(Instructions to follow)
Restate exactly, please, each line of the listing from the one with "pavement, one line per instance." to the last, including both.
[Start of Attachment]
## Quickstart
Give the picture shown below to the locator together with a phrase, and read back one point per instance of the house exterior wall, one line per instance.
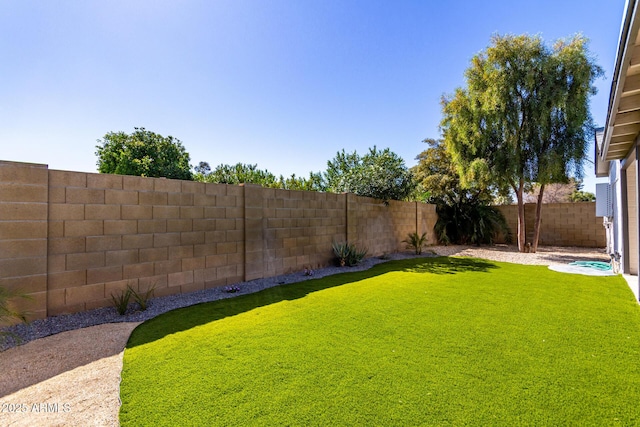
(70, 239)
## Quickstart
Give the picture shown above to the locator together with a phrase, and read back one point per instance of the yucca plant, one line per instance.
(416, 242)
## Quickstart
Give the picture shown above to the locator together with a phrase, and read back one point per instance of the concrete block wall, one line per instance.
(23, 234)
(107, 232)
(562, 224)
(70, 239)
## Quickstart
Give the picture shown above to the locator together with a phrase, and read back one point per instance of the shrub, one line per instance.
(142, 298)
(348, 254)
(8, 314)
(470, 223)
(121, 300)
(416, 242)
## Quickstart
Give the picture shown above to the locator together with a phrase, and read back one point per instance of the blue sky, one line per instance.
(284, 84)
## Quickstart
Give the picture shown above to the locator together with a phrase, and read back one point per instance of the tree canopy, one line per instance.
(380, 174)
(465, 213)
(523, 117)
(143, 153)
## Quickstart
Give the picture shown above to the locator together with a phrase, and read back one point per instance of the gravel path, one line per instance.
(53, 325)
(67, 369)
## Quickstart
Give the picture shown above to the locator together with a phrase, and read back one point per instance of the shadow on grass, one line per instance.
(183, 319)
(449, 265)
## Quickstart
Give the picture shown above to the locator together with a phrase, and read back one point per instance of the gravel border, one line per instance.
(40, 328)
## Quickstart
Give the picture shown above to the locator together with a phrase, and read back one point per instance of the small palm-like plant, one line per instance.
(416, 242)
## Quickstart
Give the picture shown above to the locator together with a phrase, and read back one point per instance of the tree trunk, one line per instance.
(521, 229)
(536, 229)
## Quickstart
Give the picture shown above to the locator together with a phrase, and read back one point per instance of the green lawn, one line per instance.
(431, 341)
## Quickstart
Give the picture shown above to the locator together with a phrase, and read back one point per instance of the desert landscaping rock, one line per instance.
(67, 369)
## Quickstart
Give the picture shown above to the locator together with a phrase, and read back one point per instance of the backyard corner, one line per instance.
(432, 341)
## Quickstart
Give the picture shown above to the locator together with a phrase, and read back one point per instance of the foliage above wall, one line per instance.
(143, 153)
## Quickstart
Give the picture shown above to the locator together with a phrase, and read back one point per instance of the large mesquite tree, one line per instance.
(143, 153)
(380, 174)
(524, 116)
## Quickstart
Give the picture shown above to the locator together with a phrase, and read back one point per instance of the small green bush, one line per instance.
(7, 313)
(121, 300)
(142, 298)
(348, 254)
(416, 242)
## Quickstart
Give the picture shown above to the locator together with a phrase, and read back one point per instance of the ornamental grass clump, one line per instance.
(121, 300)
(7, 313)
(416, 242)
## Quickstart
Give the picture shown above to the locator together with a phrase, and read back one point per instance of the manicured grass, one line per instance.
(433, 341)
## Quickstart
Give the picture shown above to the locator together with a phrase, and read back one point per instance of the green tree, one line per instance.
(380, 174)
(143, 153)
(239, 173)
(313, 183)
(465, 214)
(523, 117)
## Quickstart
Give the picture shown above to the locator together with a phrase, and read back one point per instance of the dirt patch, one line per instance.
(73, 378)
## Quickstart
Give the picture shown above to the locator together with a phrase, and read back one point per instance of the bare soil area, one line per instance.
(73, 378)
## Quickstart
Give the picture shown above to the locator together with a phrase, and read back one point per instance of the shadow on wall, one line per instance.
(189, 317)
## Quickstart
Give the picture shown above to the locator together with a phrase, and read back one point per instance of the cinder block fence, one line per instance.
(70, 239)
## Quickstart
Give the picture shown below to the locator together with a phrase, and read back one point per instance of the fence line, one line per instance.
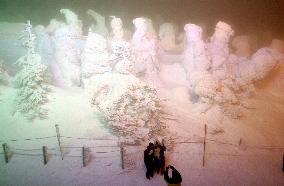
(120, 148)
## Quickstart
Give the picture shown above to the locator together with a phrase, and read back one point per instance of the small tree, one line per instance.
(30, 80)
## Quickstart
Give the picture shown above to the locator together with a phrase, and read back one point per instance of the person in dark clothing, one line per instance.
(175, 179)
(149, 160)
(159, 157)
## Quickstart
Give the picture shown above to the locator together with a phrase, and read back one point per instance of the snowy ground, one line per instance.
(261, 127)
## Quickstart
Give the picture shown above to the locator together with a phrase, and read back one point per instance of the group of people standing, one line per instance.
(154, 159)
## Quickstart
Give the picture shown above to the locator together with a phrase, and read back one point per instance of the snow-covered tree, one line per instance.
(30, 80)
(132, 108)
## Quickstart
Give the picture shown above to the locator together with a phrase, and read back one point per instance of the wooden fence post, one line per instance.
(122, 155)
(44, 152)
(5, 150)
(204, 145)
(58, 139)
(84, 156)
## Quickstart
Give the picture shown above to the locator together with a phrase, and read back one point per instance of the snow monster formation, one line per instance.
(30, 81)
(130, 107)
(169, 54)
(203, 85)
(144, 47)
(216, 77)
(65, 48)
(120, 48)
(99, 26)
(4, 77)
(246, 71)
(95, 58)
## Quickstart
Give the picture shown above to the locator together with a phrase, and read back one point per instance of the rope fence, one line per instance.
(60, 151)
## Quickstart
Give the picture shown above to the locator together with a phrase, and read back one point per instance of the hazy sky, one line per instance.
(245, 15)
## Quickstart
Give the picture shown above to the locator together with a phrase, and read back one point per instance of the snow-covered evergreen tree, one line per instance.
(30, 80)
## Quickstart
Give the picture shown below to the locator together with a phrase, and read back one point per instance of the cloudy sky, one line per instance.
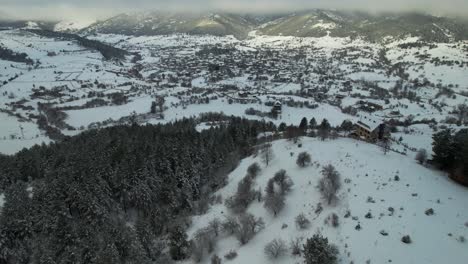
(99, 9)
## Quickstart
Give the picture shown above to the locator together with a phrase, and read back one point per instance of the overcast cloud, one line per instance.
(87, 9)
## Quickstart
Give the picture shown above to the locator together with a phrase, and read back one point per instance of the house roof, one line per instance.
(370, 125)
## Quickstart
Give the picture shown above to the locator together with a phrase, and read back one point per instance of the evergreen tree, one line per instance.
(303, 125)
(324, 129)
(313, 123)
(178, 244)
(317, 251)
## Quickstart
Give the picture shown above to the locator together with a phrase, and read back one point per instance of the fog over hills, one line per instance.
(313, 23)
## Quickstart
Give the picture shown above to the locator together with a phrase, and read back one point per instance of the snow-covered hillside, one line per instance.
(393, 188)
(72, 26)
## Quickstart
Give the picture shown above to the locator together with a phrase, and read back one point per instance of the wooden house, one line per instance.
(372, 132)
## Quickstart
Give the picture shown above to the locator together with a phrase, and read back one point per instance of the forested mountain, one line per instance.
(9, 55)
(116, 195)
(313, 23)
(107, 51)
(162, 23)
(319, 23)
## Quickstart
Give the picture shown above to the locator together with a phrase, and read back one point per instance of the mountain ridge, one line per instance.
(310, 23)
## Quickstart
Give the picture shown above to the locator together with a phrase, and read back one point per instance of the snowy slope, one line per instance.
(371, 174)
(72, 26)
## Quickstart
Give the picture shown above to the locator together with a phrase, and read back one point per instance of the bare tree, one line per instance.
(284, 181)
(243, 197)
(230, 225)
(330, 183)
(253, 170)
(266, 153)
(421, 156)
(386, 145)
(248, 226)
(215, 259)
(274, 203)
(215, 226)
(275, 249)
(303, 159)
(295, 246)
(302, 222)
(203, 240)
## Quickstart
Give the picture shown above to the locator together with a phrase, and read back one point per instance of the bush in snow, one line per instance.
(275, 249)
(215, 226)
(245, 194)
(330, 183)
(249, 225)
(274, 203)
(295, 246)
(266, 153)
(429, 211)
(421, 156)
(253, 170)
(204, 239)
(335, 220)
(283, 180)
(302, 222)
(178, 244)
(303, 159)
(231, 255)
(215, 259)
(406, 239)
(230, 225)
(317, 251)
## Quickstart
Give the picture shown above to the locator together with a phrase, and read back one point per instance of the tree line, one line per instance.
(116, 195)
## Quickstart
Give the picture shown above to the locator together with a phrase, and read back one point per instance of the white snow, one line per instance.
(371, 174)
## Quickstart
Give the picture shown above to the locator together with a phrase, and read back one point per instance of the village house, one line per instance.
(374, 131)
(277, 107)
(369, 106)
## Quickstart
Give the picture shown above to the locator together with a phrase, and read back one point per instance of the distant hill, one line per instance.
(72, 26)
(29, 24)
(312, 23)
(318, 23)
(158, 23)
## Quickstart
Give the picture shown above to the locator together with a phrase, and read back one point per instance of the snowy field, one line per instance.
(371, 187)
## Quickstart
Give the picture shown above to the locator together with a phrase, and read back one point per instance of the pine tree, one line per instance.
(303, 125)
(317, 251)
(178, 244)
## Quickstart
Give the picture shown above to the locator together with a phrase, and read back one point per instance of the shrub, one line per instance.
(215, 259)
(295, 246)
(230, 225)
(215, 226)
(335, 220)
(406, 239)
(429, 211)
(274, 203)
(302, 222)
(243, 197)
(330, 183)
(421, 156)
(303, 159)
(231, 255)
(275, 249)
(253, 170)
(284, 181)
(248, 226)
(317, 251)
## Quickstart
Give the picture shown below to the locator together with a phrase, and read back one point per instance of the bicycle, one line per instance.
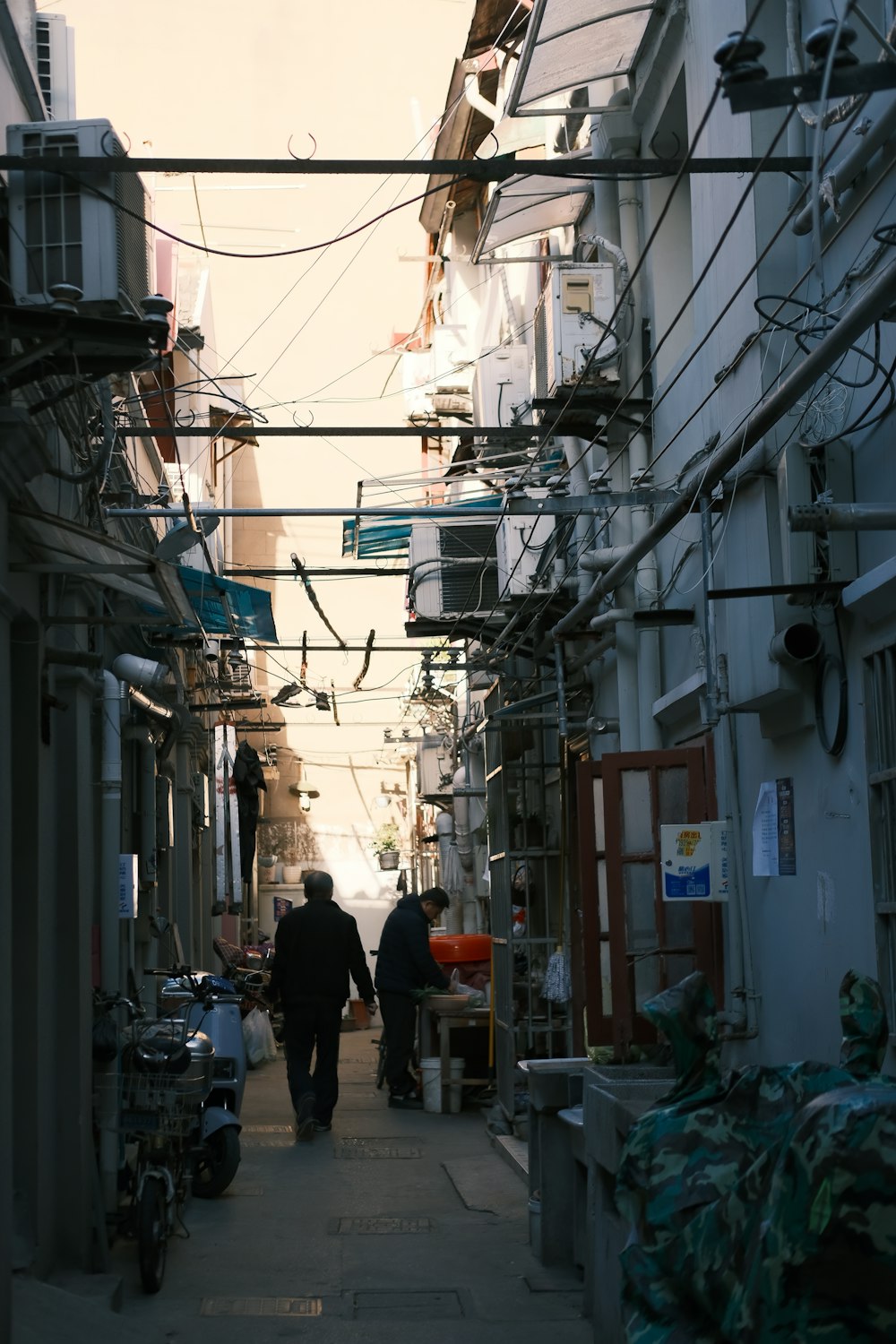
(152, 1101)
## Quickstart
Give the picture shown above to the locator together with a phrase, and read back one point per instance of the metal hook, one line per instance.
(301, 158)
(495, 152)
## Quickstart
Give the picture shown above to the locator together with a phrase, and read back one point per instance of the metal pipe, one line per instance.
(708, 610)
(562, 696)
(844, 174)
(855, 322)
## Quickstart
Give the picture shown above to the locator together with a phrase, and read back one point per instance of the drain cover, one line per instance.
(358, 1148)
(261, 1306)
(365, 1226)
(409, 1306)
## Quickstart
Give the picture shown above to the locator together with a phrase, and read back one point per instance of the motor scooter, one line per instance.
(210, 1004)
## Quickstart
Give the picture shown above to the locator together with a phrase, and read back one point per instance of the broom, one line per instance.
(557, 983)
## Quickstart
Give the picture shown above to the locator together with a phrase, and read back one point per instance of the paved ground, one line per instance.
(398, 1226)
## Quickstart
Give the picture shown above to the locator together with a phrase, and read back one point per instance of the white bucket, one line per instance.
(455, 1088)
(432, 1072)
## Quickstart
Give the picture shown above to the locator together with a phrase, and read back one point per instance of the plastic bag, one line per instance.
(268, 1031)
(254, 1037)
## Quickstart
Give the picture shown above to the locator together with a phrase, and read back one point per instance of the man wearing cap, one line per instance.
(317, 946)
(405, 965)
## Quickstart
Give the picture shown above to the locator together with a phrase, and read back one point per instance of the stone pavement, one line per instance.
(397, 1226)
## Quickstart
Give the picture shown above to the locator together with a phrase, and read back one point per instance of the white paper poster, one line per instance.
(774, 840)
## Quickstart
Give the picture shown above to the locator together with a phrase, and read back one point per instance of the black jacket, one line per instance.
(317, 946)
(405, 961)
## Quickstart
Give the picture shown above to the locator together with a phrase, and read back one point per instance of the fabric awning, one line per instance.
(222, 607)
(571, 43)
(527, 206)
(67, 547)
(389, 540)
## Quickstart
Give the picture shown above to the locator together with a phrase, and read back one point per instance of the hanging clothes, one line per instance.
(249, 779)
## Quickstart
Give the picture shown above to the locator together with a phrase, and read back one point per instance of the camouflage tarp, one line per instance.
(763, 1204)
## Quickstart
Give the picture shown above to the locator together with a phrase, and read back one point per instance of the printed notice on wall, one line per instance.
(774, 839)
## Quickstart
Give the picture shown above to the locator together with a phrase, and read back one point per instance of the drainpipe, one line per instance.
(112, 707)
(876, 300)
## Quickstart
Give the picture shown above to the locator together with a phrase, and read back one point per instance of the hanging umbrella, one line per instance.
[End of Attachment]
(Answer)
Give the picture shown above to the locator together with a phrase, and read back one point per instance of the stone pavement, one line per instance.
(397, 1226)
## Quickstart
Give the picture shown above to the locator together with a phrase, and read back one point per instance of the white paper poster, one line per instance.
(774, 840)
## Quickstart
Give the picture shown above to the locator together with a phrase, and read back one point per instance of the black jacket, one line per instance.
(317, 946)
(405, 961)
## Quickstart
Give the picture shown above to the locator together with a phrase, and read back one point per instance of the fabric awning, one line per instance.
(222, 607)
(571, 43)
(527, 206)
(67, 547)
(389, 540)
## Quickstart
Give the picture shown above to the locator together with a phrase, and read back one point per instance of the hanging clothes, one line per instance.
(249, 779)
## Quickstart
Give the picture shown above to the locator together with a phrase, and read back one point per instance of the camouflage tarp, one line per instance.
(763, 1204)
## Quickstart
Give the picture shown above to the locator together with a phrase, and read back one point per instance of the printed notice on wall, one line per instance.
(774, 839)
## Quickstart
Give the picture shown above to the locator together with a phrase, and read back one point per instance of the drainpipe, one line per instance.
(112, 707)
(876, 300)
## Quickstart
Give the picture shown above to the locator together with a phrase, and read back one point per instance of the hanging umbrella, one line per instance.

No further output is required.